- [Assignment] Reproduce each record exactly, leaving out no line.

- [Material for the task]
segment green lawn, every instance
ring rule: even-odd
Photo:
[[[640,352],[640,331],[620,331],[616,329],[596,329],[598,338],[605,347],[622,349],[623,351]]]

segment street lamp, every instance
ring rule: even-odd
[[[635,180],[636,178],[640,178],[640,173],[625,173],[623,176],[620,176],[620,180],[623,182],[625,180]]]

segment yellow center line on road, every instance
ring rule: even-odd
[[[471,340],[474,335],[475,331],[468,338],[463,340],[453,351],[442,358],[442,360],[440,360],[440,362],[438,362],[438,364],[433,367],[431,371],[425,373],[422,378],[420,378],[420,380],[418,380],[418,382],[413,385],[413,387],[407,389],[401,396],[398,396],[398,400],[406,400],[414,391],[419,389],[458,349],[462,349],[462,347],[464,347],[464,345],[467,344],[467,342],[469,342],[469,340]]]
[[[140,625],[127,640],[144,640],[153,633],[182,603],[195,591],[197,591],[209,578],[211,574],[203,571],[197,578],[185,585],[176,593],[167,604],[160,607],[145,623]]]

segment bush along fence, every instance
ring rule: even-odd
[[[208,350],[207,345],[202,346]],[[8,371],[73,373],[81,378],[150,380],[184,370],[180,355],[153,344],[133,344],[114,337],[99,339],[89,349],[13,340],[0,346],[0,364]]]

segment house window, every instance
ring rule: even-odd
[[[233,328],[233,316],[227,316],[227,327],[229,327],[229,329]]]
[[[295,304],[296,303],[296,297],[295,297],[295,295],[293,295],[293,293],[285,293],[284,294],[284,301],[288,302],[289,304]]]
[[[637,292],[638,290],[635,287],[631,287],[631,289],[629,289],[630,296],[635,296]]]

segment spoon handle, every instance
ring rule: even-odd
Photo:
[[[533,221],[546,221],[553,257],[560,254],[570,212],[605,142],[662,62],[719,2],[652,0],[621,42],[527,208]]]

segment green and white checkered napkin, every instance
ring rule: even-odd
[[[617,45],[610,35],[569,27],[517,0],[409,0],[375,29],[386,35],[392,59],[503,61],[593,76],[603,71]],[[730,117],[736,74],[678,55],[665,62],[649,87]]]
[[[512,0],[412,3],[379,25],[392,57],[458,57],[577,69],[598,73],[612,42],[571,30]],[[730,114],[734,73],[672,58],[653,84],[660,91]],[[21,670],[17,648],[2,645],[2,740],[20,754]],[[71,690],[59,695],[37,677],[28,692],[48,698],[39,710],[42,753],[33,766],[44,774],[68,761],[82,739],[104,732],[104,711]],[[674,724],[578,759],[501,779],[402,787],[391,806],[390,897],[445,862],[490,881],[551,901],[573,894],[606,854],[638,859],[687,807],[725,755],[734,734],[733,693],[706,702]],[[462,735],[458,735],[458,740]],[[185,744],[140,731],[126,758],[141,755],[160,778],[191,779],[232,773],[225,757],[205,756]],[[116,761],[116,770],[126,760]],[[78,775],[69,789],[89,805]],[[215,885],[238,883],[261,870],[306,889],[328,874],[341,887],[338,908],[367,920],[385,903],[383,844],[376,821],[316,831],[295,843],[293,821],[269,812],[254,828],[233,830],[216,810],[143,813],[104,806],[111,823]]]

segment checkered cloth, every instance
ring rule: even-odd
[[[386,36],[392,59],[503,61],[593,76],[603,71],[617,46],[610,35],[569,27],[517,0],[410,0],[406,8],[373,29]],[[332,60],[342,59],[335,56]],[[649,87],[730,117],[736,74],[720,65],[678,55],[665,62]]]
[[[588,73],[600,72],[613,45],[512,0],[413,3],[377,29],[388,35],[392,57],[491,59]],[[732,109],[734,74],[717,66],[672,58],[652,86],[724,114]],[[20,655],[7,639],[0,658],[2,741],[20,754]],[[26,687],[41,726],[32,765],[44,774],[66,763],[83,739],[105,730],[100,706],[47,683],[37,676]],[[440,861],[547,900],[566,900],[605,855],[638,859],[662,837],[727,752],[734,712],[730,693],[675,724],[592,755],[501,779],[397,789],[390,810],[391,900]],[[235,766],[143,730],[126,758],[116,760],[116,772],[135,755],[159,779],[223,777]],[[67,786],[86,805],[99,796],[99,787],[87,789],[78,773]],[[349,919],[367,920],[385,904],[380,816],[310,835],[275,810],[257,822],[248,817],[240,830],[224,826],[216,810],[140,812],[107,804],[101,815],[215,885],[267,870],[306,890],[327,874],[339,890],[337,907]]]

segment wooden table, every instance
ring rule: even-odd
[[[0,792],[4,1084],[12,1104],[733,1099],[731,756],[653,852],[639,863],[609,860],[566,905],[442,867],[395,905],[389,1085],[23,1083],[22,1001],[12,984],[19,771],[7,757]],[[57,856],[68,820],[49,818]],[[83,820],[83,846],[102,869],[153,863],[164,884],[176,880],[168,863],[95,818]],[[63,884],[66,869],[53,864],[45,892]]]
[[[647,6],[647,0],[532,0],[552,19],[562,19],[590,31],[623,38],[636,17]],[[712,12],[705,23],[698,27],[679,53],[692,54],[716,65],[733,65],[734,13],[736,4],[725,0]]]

- [Answer box]
segment green lawn, every instance
ring rule: even-odd
Photo:
[[[640,352],[640,331],[620,331],[616,329],[596,329],[598,338],[605,347],[622,349],[623,351]]]

segment street lamp, every instance
ring rule: even-odd
[[[635,180],[636,178],[640,178],[640,173],[625,173],[623,176],[620,176],[620,180],[623,182],[625,180]]]

segment yellow center line on road, every instance
ring rule: even-odd
[[[471,340],[474,335],[475,331],[468,338],[463,340],[453,351],[442,358],[442,360],[440,360],[440,362],[438,362],[438,364],[433,367],[431,371],[425,373],[422,378],[420,378],[420,380],[418,380],[418,382],[413,385],[413,387],[407,389],[401,396],[398,396],[398,400],[406,400],[414,391],[419,389],[458,349],[462,349],[462,347],[464,347],[464,345],[467,344],[467,342],[469,342],[469,340]]]
[[[140,625],[127,640],[144,640],[153,633],[182,603],[195,591],[197,591],[209,578],[211,574],[203,571],[197,578],[185,585],[176,593],[167,604],[160,607],[145,623]]]

segment bush along fence, every instance
ring rule: even-odd
[[[208,350],[207,345],[202,346]],[[8,371],[73,373],[81,378],[150,380],[184,370],[180,355],[153,344],[133,344],[114,337],[99,339],[89,349],[13,340],[0,346],[0,364]]]

segment house window, every instance
ring rule: even-odd
[[[233,328],[233,316],[227,316],[227,327],[229,327],[229,329]]]
[[[295,304],[296,303],[296,297],[295,297],[295,295],[293,295],[293,293],[285,293],[284,294],[284,301],[288,302],[289,304]]]
[[[637,292],[638,290],[635,287],[631,287],[631,289],[629,289],[630,296],[635,296]]]

segment spoon handle, every instance
ring rule: even-odd
Photo:
[[[533,221],[546,221],[553,257],[560,254],[570,212],[605,142],[662,62],[719,2],[652,0],[621,42],[527,208]]]

segment green and white checkered napkin, every instance
ring rule: even-odd
[[[617,45],[610,35],[569,27],[517,0],[409,0],[375,29],[386,35],[392,59],[503,61],[593,76],[603,71]],[[730,117],[736,74],[678,55],[665,62],[649,87]]]
[[[512,0],[412,3],[379,25],[392,57],[458,57],[577,69],[598,73],[612,42],[571,30]],[[730,114],[734,73],[672,58],[653,84],[660,91]],[[21,670],[17,648],[2,645],[2,740],[20,754]],[[71,690],[59,695],[37,677],[28,692],[48,698],[39,710],[42,753],[33,766],[44,774],[68,761],[82,739],[104,732],[104,711]],[[674,724],[578,759],[501,779],[402,787],[391,806],[390,897],[445,862],[490,881],[551,901],[573,894],[606,854],[638,859],[687,807],[725,755],[734,734],[733,693],[706,702]],[[462,735],[458,735],[458,740]],[[185,744],[140,731],[126,758],[141,755],[160,778],[191,779],[232,773],[225,757],[205,756]],[[116,761],[116,770],[126,760]],[[78,775],[69,789],[89,805]],[[215,885],[238,883],[261,870],[306,889],[328,874],[341,887],[338,908],[367,920],[385,903],[383,844],[376,821],[316,831],[295,843],[293,821],[269,812],[254,828],[233,830],[216,810],[143,813],[104,806],[111,823]]]

segment checkered cloth, every instance
ring rule: even-odd
[[[386,36],[392,59],[503,61],[593,76],[603,71],[617,46],[610,35],[569,27],[517,0],[410,0],[406,8],[373,29]],[[332,60],[342,59],[335,56]],[[649,87],[730,117],[736,74],[720,65],[678,55],[665,62]]]
[[[588,73],[600,72],[613,45],[512,0],[413,3],[377,29],[388,35],[392,57],[491,59]],[[732,109],[734,74],[717,66],[672,58],[652,86],[724,114]],[[20,655],[7,639],[0,658],[2,741],[20,754]],[[26,687],[41,726],[32,765],[44,774],[66,763],[83,739],[105,730],[100,706],[47,683],[37,676]],[[440,861],[547,900],[566,900],[605,855],[638,859],[662,837],[727,752],[734,712],[730,693],[675,724],[592,755],[501,779],[397,789],[390,810],[391,900]],[[235,766],[143,730],[126,758],[116,760],[116,772],[135,755],[159,779],[223,777]],[[67,786],[86,805],[99,796],[99,787],[87,789],[78,773]],[[349,919],[367,920],[385,904],[380,816],[310,835],[275,810],[257,822],[248,817],[240,830],[224,826],[216,810],[140,812],[107,804],[101,815],[215,885],[267,870],[306,890],[327,874],[339,890],[337,907]]]

segment wooden table, every instance
ring rule: even-odd
[[[0,792],[4,1084],[12,1104],[733,1099],[731,756],[653,852],[639,863],[609,860],[566,905],[442,867],[395,905],[389,1085],[23,1083],[22,1001],[12,984],[19,771],[7,757]],[[57,856],[68,820],[49,818]],[[83,820],[83,846],[102,869],[153,863],[164,884],[176,880],[168,863],[95,818]],[[63,884],[66,869],[53,864],[45,892]]]
[[[647,6],[647,0],[532,0],[552,19],[562,19],[590,31],[623,38],[636,17]],[[712,12],[705,23],[698,27],[679,53],[692,54],[716,65],[733,65],[734,13],[736,4],[725,0]]]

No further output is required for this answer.